EXERCISE INSTRUCTIONS: Output the data exactly, with every line intact.

ENTRIES PROVIDED:
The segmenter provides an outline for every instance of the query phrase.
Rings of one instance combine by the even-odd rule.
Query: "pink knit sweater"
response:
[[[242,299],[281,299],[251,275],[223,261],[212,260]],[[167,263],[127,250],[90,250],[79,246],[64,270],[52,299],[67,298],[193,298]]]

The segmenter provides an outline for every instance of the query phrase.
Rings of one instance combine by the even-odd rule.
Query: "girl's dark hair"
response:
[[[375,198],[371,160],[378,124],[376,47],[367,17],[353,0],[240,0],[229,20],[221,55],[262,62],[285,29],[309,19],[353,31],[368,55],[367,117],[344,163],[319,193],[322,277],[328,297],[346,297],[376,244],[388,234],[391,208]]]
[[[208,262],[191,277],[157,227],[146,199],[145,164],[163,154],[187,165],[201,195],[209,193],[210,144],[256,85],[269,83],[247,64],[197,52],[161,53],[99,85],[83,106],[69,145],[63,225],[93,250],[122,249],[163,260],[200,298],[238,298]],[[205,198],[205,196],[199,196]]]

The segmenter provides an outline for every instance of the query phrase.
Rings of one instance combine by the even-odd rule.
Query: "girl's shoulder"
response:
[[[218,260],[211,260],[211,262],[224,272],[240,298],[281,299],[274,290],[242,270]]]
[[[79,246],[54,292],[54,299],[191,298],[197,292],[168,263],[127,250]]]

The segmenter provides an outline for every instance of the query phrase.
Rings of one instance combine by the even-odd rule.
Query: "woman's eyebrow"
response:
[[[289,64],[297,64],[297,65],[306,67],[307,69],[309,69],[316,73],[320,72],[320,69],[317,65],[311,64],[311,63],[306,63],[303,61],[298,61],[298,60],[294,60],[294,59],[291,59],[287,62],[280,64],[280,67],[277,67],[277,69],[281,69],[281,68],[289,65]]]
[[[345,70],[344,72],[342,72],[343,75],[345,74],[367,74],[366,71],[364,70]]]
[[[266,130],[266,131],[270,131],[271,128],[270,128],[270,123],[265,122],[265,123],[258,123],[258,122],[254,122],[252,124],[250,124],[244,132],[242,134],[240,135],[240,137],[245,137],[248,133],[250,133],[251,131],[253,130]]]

RESPONSE FOR THIS EXERCISE:
The segmenter provides an outline for every instance of the query phrase.
Rings of one instance combine by the even-odd rule.
Query: "pink knit sweater"
response:
[[[242,299],[281,299],[251,275],[223,261],[212,260]],[[167,263],[127,250],[90,250],[79,246],[64,270],[52,299],[67,298],[193,298]]]

The segmenter provides an outline for every instance of the query phrase.
Rings of one instance combine by the even-odd rule.
Query: "girl's dark hair"
response:
[[[375,198],[371,160],[378,124],[376,47],[367,17],[353,0],[240,0],[229,20],[221,55],[262,62],[285,29],[309,19],[353,31],[368,55],[367,117],[344,163],[319,193],[322,277],[328,297],[346,297],[376,244],[388,234],[391,208]]]
[[[208,262],[191,277],[157,227],[146,199],[145,164],[163,154],[187,165],[201,195],[209,193],[210,144],[256,85],[269,83],[247,64],[197,52],[161,53],[99,85],[83,106],[69,145],[63,225],[93,250],[122,249],[163,260],[200,298],[238,298]],[[205,198],[205,196],[199,196]]]

The segmenter provides an outline for every instance of the query phrase.
Rings of one instance combine by the even-odd rule.
Query: "girl's shoulder"
response:
[[[218,260],[211,260],[211,262],[224,272],[240,298],[281,299],[274,290],[242,270]]]
[[[79,246],[54,292],[54,299],[191,298],[197,292],[168,263],[127,250]]]

The segmenter provides an outline for every instance of the query phrase.
Rings of one instance combine by the even-odd rule.
Query: "woman's eyebrow"
response:
[[[289,64],[297,64],[297,65],[306,67],[307,69],[309,69],[316,73],[320,72],[320,69],[317,65],[311,64],[311,63],[306,63],[303,61],[298,61],[298,60],[294,60],[294,59],[291,59],[287,62],[280,64],[280,67],[277,67],[277,69],[281,69],[281,68],[289,65]]]
[[[345,70],[344,72],[342,72],[343,75],[345,74],[367,74],[366,71],[364,70]]]
[[[266,130],[266,131],[270,131],[271,128],[270,128],[270,123],[265,122],[265,123],[258,123],[258,122],[254,122],[252,124],[250,124],[244,132],[242,134],[240,135],[240,137],[245,137],[248,133],[250,133],[251,131],[253,130]]]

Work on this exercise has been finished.